> **Recorded data**
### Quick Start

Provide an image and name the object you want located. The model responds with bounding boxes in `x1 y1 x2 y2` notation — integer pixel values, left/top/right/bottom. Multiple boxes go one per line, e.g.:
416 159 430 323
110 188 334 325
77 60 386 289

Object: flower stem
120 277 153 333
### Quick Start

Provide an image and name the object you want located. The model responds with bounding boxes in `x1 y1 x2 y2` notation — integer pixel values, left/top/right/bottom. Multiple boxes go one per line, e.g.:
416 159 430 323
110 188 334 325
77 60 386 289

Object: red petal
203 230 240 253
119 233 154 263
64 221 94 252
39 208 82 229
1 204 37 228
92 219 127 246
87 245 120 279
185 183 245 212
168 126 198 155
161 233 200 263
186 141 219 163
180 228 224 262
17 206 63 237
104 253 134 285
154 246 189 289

> **Written problem**
Retype every one of the records above word for word, with no changes.

> **Final answer**
### Quick Start

Provide an image and name the object you want located. The model responds with bounding boxes in `x1 y1 x2 y2` notation — integer pixel values, left/top/right/bottom. Multiple boxes go one per line, e.g.:
416 159 430 323
110 188 334 325
77 60 386 289

Object: flower stem
120 277 153 333
### Quick Start

Provide an image and name the object you want located. The model responds with bounding boxes in `x1 y1 x2 y2` notation — integer pixel values, left/top/right/bottom. Multiple boxes go one per line, e.g.:
416 159 430 323
110 188 334 325
77 60 386 289

Object: red petal
203 230 240 253
119 233 154 263
64 221 94 252
39 208 82 229
1 204 37 228
92 219 127 246
87 245 120 279
185 183 245 212
168 126 198 155
161 233 200 263
186 141 219 163
180 228 224 262
17 206 63 237
104 253 134 285
154 246 189 289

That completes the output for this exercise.